• _Provided text_:
==========
Desire to Serve Led Paul Duguid to UAMS College of Public Health, Translational Research Institute

By Kev' Moye

Duguid, who started his public health education in 2007, credits the well-rounded nature of the college for helping to set the stage for his career with the institute.

“The mission of the Translational Research Institute is to develop new knowledge and approaches that will address the complex health challenges of Arkansas,” he said. “We focus on rural health and underrepresented populations. Both the mission of TRI and the College of Public Health directly translate into the kind of work, and the successes, I have in TRI.”

Both Duguid’s public health education and lived experiences influence his work.

Duguid lived in Topeka, Kansas, until he was 9, when his family moved to Smackover in south Arkansas. A town of fewer than 5,000 people, it didn’t take long for Duguid to notice a unique dynamic in Smackover — a realization that forever shaped his view of the world.

“Smackover is an oil boom town,” he said. “The town has an oil refinery in it. Growing up, I did a lot of riding bikes around in the woods past the oil fields. I saw the environmental and health impacts of the industry, and the wealth it created. There was a huge gap between those who owned the land with oil in it and those who worked on oil drilling rigs and in refineries. In Smackover, lower income residents and the people who were financially well-off, lived in close proximity to one another, and it was all very rural.

“My household, we were a lower middle-class family. My dad was in the restaurant business, and mom worked in a medical facility as an admissions clerk. My mom was always in the community helping people who needed assistance — delivering food or clothing, driving people to doctors’ appointments, whatever they needed. Seeing what mom did for people and how life was for some families around Smackover is what led to my interest in serving others and eventually public health.”

The desire to serve prompted Duguid to first attend SouthArk Community College’s paramedic program and earn his associate’s degree. Duguid would be a paramedic in rural areas of Arkansas before and after moving to Little Rock to attend the University of Arkansas at Little Rock, eventually earning a bachelor’s in technical and expository writing.

After completing his undergraduate education, Duguid interned with the UAMS Winthrop P. Rockerfeller Cancer Institute, where he worked in cancer education. Following the internship, he received a job in the Cancer Institute.
==========
• _To do_:
**a)** According to the Paul Duguid profile, in which city and state did Duguid live until he was 9?
**b)** Please continue the Paul Duguid profile from the point where it stops.

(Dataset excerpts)
==========
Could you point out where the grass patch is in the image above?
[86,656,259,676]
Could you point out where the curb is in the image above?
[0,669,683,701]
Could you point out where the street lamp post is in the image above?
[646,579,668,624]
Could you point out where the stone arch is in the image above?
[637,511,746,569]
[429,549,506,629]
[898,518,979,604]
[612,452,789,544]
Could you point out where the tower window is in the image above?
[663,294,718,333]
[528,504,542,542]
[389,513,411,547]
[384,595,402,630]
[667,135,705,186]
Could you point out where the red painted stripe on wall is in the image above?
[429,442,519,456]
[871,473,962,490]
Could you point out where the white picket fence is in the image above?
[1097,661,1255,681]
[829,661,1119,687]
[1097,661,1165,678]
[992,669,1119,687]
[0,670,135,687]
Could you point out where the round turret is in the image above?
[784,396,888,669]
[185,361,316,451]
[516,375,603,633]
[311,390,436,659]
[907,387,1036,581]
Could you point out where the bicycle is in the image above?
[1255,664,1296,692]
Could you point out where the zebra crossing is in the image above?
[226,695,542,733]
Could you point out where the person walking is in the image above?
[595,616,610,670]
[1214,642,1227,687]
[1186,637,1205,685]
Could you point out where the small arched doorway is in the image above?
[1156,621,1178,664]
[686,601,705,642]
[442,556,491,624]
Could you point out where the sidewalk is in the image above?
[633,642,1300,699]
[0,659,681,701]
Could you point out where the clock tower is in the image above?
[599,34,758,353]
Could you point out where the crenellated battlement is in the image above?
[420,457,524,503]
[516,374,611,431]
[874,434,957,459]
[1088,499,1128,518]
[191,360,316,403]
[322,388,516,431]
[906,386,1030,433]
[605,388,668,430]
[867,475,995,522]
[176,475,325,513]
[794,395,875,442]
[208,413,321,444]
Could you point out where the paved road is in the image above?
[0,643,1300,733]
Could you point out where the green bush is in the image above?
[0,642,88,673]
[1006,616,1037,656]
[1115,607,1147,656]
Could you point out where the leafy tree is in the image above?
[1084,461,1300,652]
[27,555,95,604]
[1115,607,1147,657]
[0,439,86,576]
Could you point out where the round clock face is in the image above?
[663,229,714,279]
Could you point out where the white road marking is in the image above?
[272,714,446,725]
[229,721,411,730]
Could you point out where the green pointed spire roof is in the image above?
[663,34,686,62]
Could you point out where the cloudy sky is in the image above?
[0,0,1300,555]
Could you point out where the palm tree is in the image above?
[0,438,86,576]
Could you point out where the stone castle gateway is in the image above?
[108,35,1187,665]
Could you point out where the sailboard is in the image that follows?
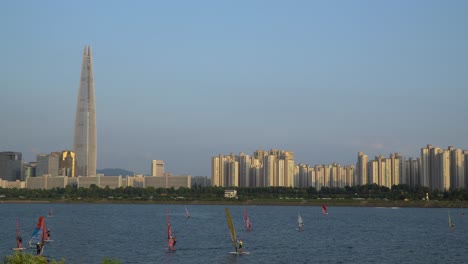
[184,206,190,219]
[322,204,328,215]
[47,208,54,217]
[448,211,455,230]
[12,218,26,251]
[29,216,53,255]
[224,208,250,255]
[244,208,252,231]
[297,212,304,231]
[166,209,176,252]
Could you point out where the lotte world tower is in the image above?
[73,46,96,176]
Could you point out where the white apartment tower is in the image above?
[151,160,164,177]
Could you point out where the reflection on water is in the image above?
[0,203,468,264]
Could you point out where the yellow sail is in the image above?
[224,208,237,251]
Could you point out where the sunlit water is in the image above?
[0,203,468,264]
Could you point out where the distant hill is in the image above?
[96,168,133,176]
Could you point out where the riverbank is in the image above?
[0,199,468,208]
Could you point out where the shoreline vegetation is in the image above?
[0,184,468,208]
[0,199,468,208]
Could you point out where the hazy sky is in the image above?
[0,0,468,176]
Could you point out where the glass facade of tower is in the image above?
[73,46,96,176]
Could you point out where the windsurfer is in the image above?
[36,242,43,256]
[236,239,243,254]
[16,236,23,248]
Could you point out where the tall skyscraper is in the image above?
[73,46,96,176]
[151,160,164,176]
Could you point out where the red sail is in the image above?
[166,209,175,250]
[244,208,252,231]
[322,204,328,215]
[41,216,49,243]
[16,218,23,248]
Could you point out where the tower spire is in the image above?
[73,46,97,176]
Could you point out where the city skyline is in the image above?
[0,1,468,176]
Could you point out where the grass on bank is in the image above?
[3,251,121,264]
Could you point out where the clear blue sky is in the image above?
[0,0,468,176]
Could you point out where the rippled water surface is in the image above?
[0,203,468,264]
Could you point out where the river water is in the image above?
[0,203,468,264]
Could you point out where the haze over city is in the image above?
[0,1,468,176]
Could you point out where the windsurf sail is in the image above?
[244,208,252,231]
[224,208,237,252]
[29,216,49,247]
[14,218,25,250]
[448,211,455,229]
[322,204,328,215]
[297,212,304,231]
[185,206,190,219]
[166,209,176,251]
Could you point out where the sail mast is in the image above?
[224,208,237,252]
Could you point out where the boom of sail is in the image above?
[224,208,237,252]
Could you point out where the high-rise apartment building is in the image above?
[36,152,60,177]
[0,151,23,181]
[151,160,164,176]
[356,152,369,185]
[59,150,76,177]
[73,46,97,176]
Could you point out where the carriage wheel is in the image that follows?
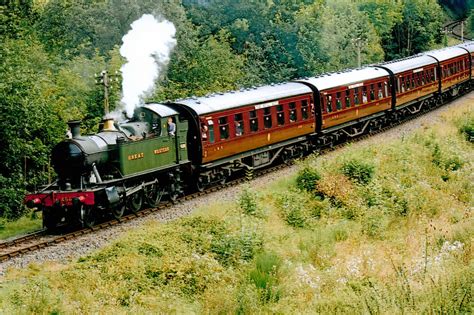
==========
• _Solved tasks_:
**a)** Topeka, Kansas.

**b)**
As Duguid learned more about public health and why the college existed, he knew he had to enroll.

“The theme of public health aligns with what I believe in regarding community health,” he said. “The college addresses the needs of Arkansas. That was the kind of work I wanted to connect with and the kind of work I knew was needed in many areas of Arkansas.”

He enrolled in the college’s Master of Public Health program with an emphasis in environmental and occupational health. The informative courses like public health law, along with the well-versed, compassionate instructors provided Duguid with a memorable experience.

“The college faculty were enthusiastic about public health and how the concepts helped our communities,” he said. “At that time, the school was still somewhat new, and Arkansas was in need of public health professionals. Everyone could sense the momentum as the teachers and students knew we were at the start of improving health and health care delivery in Arkansas.”

Duguid, who graduated in May 2010 and now volunteers with the American Civil Liberties Union, the Arkansas Coalition Against Sexual Assault and various environmental groups, appreciates how the college upholds its mission of service and making Arkansas healthier through research and innovative health care throughout the state.

“The college is focused on improving the overall health of Arkansas,” he said. “It’s a dynamic college. It’s ideal if you want a quality public health education directly relevant to the needs of our communities.

“The college has a very supportive environment. From the faculty, to the staff, to the other students — it’s a very positive experience. I enjoyed every moment in that environment.”